Start Input rows

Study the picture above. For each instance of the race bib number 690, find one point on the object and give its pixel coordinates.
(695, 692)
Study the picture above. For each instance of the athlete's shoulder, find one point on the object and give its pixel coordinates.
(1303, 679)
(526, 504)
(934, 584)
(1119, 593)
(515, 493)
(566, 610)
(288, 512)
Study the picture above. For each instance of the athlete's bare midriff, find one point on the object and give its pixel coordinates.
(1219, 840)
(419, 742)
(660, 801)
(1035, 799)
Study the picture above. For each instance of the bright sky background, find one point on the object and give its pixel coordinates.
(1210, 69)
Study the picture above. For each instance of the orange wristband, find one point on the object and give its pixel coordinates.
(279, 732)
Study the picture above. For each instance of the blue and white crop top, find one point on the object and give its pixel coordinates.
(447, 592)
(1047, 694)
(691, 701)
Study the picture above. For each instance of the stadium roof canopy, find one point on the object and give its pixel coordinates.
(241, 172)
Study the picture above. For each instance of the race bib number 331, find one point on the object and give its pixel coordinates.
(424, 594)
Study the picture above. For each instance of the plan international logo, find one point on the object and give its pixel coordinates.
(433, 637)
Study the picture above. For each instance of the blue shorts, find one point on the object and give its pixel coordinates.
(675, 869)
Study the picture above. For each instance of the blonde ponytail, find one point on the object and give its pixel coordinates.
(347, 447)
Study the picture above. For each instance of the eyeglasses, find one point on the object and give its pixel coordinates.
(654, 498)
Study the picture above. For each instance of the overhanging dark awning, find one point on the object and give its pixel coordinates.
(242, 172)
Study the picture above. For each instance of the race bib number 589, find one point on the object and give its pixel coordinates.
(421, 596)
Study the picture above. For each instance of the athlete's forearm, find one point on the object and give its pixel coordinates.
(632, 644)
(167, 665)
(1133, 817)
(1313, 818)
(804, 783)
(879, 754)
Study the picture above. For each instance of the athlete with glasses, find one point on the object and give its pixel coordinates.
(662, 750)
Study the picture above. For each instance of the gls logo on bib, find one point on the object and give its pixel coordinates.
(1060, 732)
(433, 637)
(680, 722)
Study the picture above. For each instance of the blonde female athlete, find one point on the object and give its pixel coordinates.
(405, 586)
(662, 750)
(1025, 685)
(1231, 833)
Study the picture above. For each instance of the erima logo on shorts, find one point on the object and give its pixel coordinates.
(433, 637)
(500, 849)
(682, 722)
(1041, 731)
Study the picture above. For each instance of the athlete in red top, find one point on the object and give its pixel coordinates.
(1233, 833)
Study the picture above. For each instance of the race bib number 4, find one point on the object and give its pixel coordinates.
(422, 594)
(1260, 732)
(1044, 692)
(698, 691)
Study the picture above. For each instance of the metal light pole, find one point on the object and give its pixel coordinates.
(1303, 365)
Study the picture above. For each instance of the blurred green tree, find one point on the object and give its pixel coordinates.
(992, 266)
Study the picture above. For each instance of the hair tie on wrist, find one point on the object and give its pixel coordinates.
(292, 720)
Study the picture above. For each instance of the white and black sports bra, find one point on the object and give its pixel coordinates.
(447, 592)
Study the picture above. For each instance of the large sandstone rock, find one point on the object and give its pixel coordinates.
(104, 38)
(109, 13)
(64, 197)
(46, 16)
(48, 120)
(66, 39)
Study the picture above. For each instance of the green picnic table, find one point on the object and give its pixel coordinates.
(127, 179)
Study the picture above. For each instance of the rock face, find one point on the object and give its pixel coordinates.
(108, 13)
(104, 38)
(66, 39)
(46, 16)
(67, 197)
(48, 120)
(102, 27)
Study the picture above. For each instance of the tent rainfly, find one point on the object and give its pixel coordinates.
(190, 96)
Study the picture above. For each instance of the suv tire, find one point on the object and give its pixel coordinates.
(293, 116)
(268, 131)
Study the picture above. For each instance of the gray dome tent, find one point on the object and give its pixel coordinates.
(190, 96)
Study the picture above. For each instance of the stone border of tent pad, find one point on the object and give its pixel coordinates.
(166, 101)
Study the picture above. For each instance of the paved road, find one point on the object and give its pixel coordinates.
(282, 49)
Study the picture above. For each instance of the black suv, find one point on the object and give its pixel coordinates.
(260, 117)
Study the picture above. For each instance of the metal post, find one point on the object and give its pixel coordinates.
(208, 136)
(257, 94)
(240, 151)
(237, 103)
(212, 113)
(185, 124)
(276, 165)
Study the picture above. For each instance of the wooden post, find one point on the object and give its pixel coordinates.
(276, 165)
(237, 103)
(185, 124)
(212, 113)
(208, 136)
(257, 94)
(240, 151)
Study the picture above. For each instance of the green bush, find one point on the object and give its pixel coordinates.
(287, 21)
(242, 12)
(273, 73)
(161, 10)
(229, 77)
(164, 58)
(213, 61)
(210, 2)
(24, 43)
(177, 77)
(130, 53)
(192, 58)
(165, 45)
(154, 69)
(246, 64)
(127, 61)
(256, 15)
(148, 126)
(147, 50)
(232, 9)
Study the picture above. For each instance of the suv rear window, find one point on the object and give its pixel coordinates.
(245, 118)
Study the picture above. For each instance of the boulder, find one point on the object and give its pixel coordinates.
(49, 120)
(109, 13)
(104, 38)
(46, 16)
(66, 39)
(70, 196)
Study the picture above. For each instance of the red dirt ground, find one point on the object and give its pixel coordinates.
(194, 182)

End Input rows

:: Problem ::
Format every line of the items above as a JSON list of strings, one string per line, leaving out any blank lines.

:: Written response ::
[
  "Study the picture above. For each instance of the race bib number 690, find one point on the object and give its pixel coordinates.",
  "(695, 692)",
  "Study the picture above. For each instance of the athlete's shoulder, find one point on the object and give its pixel coordinates.",
  "(1303, 679)",
  "(526, 504)",
  "(934, 584)",
  "(1119, 593)",
  "(515, 493)",
  "(566, 610)",
  "(288, 512)",
  "Study the picture above. For each instance of the athlete's bare midriff, find one point on the object and give its pixel coordinates.",
  "(1219, 840)",
  "(419, 742)",
  "(660, 801)",
  "(1035, 799)",
  "Study the picture above. For each instance of the bright sky background, find one point on the object and give its pixel coordinates.",
  "(1210, 69)",
  "Study the picture above. For each instance of the orange wristband, find one point on the object and give its pixel coordinates.",
  "(279, 732)",
  "Study the picture above. For each instance of the blue and white crop top, find one point on the object and give its pixel coordinates.",
  "(447, 592)",
  "(1047, 694)",
  "(691, 701)",
  "Study the picture above. For each instance of the stadium roof canopy, find one point on the object and give its pixel coordinates.",
  "(241, 172)",
  "Study the picture above. For each instance of the race bib number 331, find one point on the object and give its pixel coordinates.",
  "(424, 594)",
  "Study the picture above. For each instance of the plan international logo, find one point on the object and give its pixel coordinates.",
  "(433, 637)",
  "Study the picture above. For each instance of the blue shorts, find one point on the object and give its pixel coordinates.",
  "(675, 869)",
  "Study the picture above. For each instance of the blonde ponytail, find one point on the object and give its pixel coordinates.",
  "(347, 447)",
  "Study the picture above. For each instance of the eyeglasses, find one point on the object and give its pixel coordinates.",
  "(654, 498)",
  "Study the picture above. For each instance of the overhanging dark awning, find one point on the object and give its pixel coordinates.",
  "(242, 172)",
  "Study the picture above. For each instance of the race bib number 589, find one point on the object and give its pixel coordinates.",
  "(421, 596)",
  "Study the picture above. For each instance of the athlete's forearm, find one point on the object and give its pixel coordinates.",
  "(632, 644)",
  "(167, 665)",
  "(1133, 817)",
  "(1313, 818)",
  "(804, 783)",
  "(879, 754)",
  "Study the picture above. For each instance of the athlete with glasses, find one point on the object and give its pixel coordinates.",
  "(662, 750)",
  "Study the picture above. For each instance of the gls logo on bib, find one point on the object and give its pixel coordinates.",
  "(1060, 732)",
  "(433, 637)",
  "(680, 722)",
  "Study the picture above. For each instance of the blonde female athlete, find one point on the object and give its pixel coordinates.",
  "(405, 586)",
  "(662, 750)",
  "(1025, 685)",
  "(1231, 833)",
  "Study the picture above. For each instance of the erima logo on shorts, find one point on the object and give its pixel coordinates.",
  "(433, 637)",
  "(500, 849)",
  "(682, 722)",
  "(1041, 731)",
  "Study the picture above. For each instance of the athlete in red top, find one point on the object and give its pixel coordinates.",
  "(1233, 833)",
  "Study the picture above. For each instance of the race bib number 4, find one point on the object and give its pixel coordinates.",
  "(422, 594)",
  "(1260, 732)",
  "(1044, 692)",
  "(698, 691)",
  "Study the picture above. For each instance of the metal light pole, find one point on the object and give its pixel coordinates.",
  "(1303, 365)",
  "Study the picture above. For each instance of the blurred green tree, find one point on the object and give its pixel coordinates.",
  "(992, 266)",
  "Study the picture above. For each instance of the hair tie on wrist, find one point on the object and give its pixel coordinates.",
  "(292, 720)",
  "Study the picture above. For each instance of the white and black sports bra, find one point on the object and give its pixel coordinates.",
  "(447, 592)",
  "Study the picture above. For each instance of the large sandstone rock, find one point on the object and give its pixel coordinates.",
  "(104, 38)",
  "(109, 13)",
  "(64, 197)",
  "(46, 16)",
  "(48, 120)",
  "(66, 39)",
  "Study the picture above. For each instance of the green picnic table, find one point on the object and give its pixel coordinates.",
  "(127, 179)",
  "Study the picture above. For each instance of the rock face, find one point on the object and give its pixel coordinates.",
  "(108, 13)",
  "(104, 38)",
  "(66, 39)",
  "(46, 16)",
  "(67, 197)",
  "(48, 120)",
  "(102, 27)",
  "Study the picture above. For each instance of the tent rainfly, find one point on the object and give its pixel coordinates.",
  "(190, 96)",
  "Study the picture above. For each instance of the suv tire, find one point on the object and give its pixel coordinates.",
  "(293, 116)",
  "(268, 131)",
  "Study the picture above. For each instance of the gray dome tent, find one point on the object and give its pixel coordinates.",
  "(190, 96)",
  "Study the picture above. For each instance of the stone border of tent pad, find one point on the object and give its pixel coordinates.",
  "(166, 101)",
  "Study the picture above. For each instance of the paved road, find one point on the object and give its pixel coordinates.",
  "(282, 49)",
  "Study the picture above. For each instance of the black suv, find one point on the object and give its pixel coordinates.",
  "(260, 117)",
  "Study the picture above. For each instance of the metal post, find one point on the object and give its pixel coordinates.",
  "(208, 136)",
  "(257, 94)",
  "(240, 151)",
  "(237, 103)",
  "(212, 113)",
  "(185, 124)",
  "(276, 165)",
  "Study the picture above. For each instance of the wooden post, find one point on the object and give its pixel coordinates.",
  "(276, 165)",
  "(237, 103)",
  "(185, 124)",
  "(212, 113)",
  "(208, 136)",
  "(257, 94)",
  "(240, 151)",
  "Study the picture above. For each instance of the green bush, find one point on the object and give its pixel coordinates.",
  "(287, 21)",
  "(242, 12)",
  "(273, 73)",
  "(161, 10)",
  "(229, 77)",
  "(164, 58)",
  "(213, 61)",
  "(210, 2)",
  "(24, 43)",
  "(177, 77)",
  "(130, 53)",
  "(192, 58)",
  "(165, 45)",
  "(154, 69)",
  "(246, 64)",
  "(127, 61)",
  "(256, 15)",
  "(148, 126)",
  "(147, 50)",
  "(232, 9)",
  "Study the picture above. For each instance of the suv rear window, find one point on the object and give its pixel coordinates.",
  "(245, 118)",
  "Study the picture above. For each instance of the boulder, find one point on the object and give its pixel coordinates.",
  "(49, 120)",
  "(109, 13)",
  "(104, 38)",
  "(46, 16)",
  "(66, 39)",
  "(70, 196)",
  "Study the picture above. For each instance of the red dirt ground, find one point on the object and give its pixel coordinates.",
  "(194, 182)"
]